As of tonight, it will be exactly three years since I returned to the Church, after an absence of more than 20 years.

If you have read much of this blog, you already know that after I left the Dominican Sisters of St. Cecilia in 1990, I gradually stopped practicing my Faith, because I blamed God for my mistake in joining an Order that was not a good fit for me. 

Once I retired in September 2015, free from the stress of my career, I had time to think--and I realized that I had finally recovered from that trauma, and was ready to go back.

And, once I started praying again, I quickly learned that it was actually my fault that I chose so badly--not God's--because I had failed to spend sufficient time in discernment (long story there).

If you are Catholic, you know that the route to returning to the practice of Faith involves going to Confession, and so I did that on a stormy night in November.  Hoping to be the only one there because of the bad weather, I was rewarded: the darkened church was empty except for me, the priest, and the sacristan.

I am usually not a very good listener, but that night, the Holy Spirit spoke through the words of Fr. Rafael, as he casually commented while listening to my story, that he believed I had made a mistake in not trying religious life again after leaving the Dominicans.  It was a remark that was to come back to haunt me during the months that followed.

Supplied information
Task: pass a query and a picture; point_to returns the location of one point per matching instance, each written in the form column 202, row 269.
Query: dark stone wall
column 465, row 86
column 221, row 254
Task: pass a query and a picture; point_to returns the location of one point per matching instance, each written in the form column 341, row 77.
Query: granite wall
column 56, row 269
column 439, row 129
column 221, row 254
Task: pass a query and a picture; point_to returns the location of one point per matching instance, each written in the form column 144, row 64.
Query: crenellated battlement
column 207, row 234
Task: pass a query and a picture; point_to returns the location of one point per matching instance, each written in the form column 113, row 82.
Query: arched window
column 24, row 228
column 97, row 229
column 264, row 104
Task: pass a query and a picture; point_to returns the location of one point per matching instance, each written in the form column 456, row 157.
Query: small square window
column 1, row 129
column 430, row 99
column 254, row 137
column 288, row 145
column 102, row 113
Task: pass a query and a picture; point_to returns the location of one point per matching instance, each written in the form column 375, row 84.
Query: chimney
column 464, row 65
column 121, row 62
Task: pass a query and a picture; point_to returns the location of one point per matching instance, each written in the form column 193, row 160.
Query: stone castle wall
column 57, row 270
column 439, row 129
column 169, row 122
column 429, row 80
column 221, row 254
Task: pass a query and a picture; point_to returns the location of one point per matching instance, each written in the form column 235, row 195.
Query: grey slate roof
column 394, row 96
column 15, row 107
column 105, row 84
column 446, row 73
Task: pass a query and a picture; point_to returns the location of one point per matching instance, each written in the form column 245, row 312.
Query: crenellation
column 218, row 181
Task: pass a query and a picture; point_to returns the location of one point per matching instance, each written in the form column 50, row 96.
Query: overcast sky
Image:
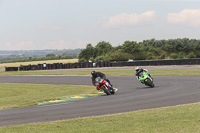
column 70, row 24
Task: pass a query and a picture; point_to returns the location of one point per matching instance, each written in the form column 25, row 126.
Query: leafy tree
column 103, row 48
column 50, row 55
column 87, row 53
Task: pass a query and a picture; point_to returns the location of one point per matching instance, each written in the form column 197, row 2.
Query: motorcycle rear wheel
column 149, row 83
column 106, row 91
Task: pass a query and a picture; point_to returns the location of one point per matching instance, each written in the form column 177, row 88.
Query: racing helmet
column 93, row 72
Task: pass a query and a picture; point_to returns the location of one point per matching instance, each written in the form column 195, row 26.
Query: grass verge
column 176, row 119
column 154, row 72
column 21, row 95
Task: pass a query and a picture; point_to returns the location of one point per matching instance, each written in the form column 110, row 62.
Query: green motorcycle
column 146, row 79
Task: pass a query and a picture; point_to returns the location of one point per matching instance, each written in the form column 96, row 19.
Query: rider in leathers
column 139, row 70
column 102, row 75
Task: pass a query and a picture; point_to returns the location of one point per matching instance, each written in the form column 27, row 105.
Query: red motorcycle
column 104, row 86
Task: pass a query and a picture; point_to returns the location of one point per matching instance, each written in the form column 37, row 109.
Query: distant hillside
column 12, row 54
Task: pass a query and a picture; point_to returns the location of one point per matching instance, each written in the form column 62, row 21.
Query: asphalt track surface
column 132, row 96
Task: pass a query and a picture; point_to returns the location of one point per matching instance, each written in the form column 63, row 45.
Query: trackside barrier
column 194, row 61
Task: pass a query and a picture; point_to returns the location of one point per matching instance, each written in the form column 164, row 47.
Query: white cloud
column 125, row 19
column 55, row 28
column 61, row 44
column 188, row 17
column 41, row 26
column 23, row 45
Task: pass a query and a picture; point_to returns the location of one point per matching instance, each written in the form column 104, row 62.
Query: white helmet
column 137, row 68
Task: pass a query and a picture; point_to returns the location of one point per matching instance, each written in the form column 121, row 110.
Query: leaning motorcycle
column 104, row 86
column 146, row 79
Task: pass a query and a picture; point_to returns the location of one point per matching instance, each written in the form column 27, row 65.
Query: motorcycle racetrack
column 132, row 96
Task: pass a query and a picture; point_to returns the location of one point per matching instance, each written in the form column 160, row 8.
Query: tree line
column 47, row 57
column 151, row 49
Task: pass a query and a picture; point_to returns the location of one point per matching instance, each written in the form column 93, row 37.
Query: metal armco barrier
column 194, row 61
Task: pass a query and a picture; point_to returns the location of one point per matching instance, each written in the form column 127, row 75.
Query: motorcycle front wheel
column 106, row 90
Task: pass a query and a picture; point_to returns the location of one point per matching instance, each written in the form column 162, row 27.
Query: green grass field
column 21, row 95
column 17, row 64
column 177, row 119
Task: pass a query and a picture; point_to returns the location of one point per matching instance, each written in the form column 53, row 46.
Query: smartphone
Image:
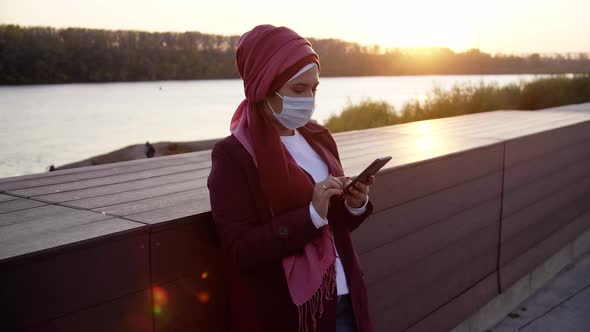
column 367, row 172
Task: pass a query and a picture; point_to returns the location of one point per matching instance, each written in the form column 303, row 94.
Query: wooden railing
column 467, row 206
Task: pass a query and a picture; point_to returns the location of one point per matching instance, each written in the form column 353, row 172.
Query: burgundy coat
column 259, row 299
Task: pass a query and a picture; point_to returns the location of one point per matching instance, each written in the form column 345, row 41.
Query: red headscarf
column 267, row 57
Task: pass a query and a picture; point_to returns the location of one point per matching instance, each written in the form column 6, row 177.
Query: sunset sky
column 499, row 26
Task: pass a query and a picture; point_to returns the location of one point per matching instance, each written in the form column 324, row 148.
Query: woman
column 277, row 202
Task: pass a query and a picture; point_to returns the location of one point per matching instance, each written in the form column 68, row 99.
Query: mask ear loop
column 268, row 103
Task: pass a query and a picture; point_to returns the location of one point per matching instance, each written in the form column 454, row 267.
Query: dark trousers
column 344, row 314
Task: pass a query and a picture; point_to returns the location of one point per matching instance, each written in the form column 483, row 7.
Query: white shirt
column 312, row 163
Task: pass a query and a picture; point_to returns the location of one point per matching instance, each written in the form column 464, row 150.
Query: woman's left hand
column 358, row 194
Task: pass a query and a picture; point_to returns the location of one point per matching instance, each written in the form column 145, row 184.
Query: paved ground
column 563, row 305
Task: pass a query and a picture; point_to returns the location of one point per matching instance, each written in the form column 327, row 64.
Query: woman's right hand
column 322, row 193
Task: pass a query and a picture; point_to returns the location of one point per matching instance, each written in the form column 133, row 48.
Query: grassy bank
column 466, row 99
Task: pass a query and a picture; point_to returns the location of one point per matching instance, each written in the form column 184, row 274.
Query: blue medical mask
column 296, row 112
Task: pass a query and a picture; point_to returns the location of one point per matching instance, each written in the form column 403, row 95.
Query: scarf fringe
column 315, row 305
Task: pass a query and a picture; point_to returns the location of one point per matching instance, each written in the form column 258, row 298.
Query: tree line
column 30, row 55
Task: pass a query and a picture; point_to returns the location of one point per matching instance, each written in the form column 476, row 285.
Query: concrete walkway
column 563, row 305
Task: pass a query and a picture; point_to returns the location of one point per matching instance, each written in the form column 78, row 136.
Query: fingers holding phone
column 322, row 193
column 357, row 194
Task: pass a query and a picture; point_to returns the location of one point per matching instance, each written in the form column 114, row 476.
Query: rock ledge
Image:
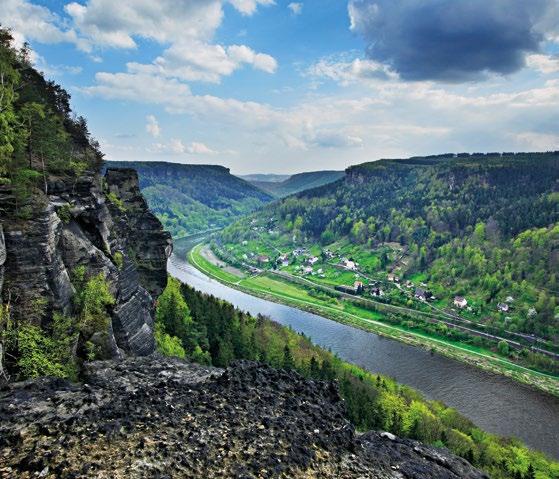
column 156, row 417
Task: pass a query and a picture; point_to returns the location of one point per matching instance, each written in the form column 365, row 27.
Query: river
column 495, row 403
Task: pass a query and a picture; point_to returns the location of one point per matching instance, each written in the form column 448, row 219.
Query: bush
column 166, row 344
column 41, row 354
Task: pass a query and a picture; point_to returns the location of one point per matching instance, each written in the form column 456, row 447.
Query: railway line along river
column 495, row 403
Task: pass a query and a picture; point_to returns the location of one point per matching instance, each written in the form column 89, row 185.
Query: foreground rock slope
column 155, row 417
column 75, row 225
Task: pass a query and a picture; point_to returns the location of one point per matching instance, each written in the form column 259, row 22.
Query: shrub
column 166, row 344
column 43, row 354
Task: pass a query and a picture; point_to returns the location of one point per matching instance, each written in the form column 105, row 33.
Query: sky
column 283, row 87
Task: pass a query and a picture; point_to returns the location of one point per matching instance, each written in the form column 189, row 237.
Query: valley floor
column 293, row 292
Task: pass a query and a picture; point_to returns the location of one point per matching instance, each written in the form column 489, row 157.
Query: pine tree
column 288, row 361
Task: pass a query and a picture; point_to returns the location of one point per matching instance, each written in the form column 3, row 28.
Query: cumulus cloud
column 335, row 139
column 185, row 28
column 451, row 41
column 296, row 8
column 546, row 64
column 248, row 7
column 152, row 126
column 116, row 24
column 35, row 22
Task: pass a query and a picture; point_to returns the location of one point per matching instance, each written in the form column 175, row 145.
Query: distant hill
column 193, row 198
column 484, row 227
column 297, row 183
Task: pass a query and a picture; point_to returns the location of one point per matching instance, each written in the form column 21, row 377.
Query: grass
column 285, row 292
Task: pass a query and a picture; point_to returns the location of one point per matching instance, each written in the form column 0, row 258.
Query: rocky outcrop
column 2, row 257
column 154, row 417
column 76, row 225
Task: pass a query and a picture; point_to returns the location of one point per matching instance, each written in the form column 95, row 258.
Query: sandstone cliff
column 153, row 417
column 75, row 225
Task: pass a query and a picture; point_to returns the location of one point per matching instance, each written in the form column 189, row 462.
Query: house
column 460, row 302
column 350, row 265
column 422, row 294
column 503, row 307
column 349, row 289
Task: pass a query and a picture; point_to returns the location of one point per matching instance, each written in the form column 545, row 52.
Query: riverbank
column 284, row 292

Work instruction 1
From the blog post about returning to the Church, copy word for word the passage starting at "I am usually" and ending at "months that followed.".
Work instruction 2
In the blog post about returning to the Church, what is the name of the priest who heard the writer's Confession?
Work instruction 3
According to the blog post about returning to the Church, who was in the church on the night of the writer's Confession? List each of them.

Task solution 1
I am usually not a very good listener, but that night, the Holy Spirit spoke through the words of Fr. Rafael, as he casually commented while listening to my story, that he believed I had made a mistake in not trying religious life again after leaving the Dominicans.  It was a remark that was to come back to haunt me during the months that followed.

Task solution 2
Fr. Rafael

Task solution 3
- the writer
- the priest
- the sacristan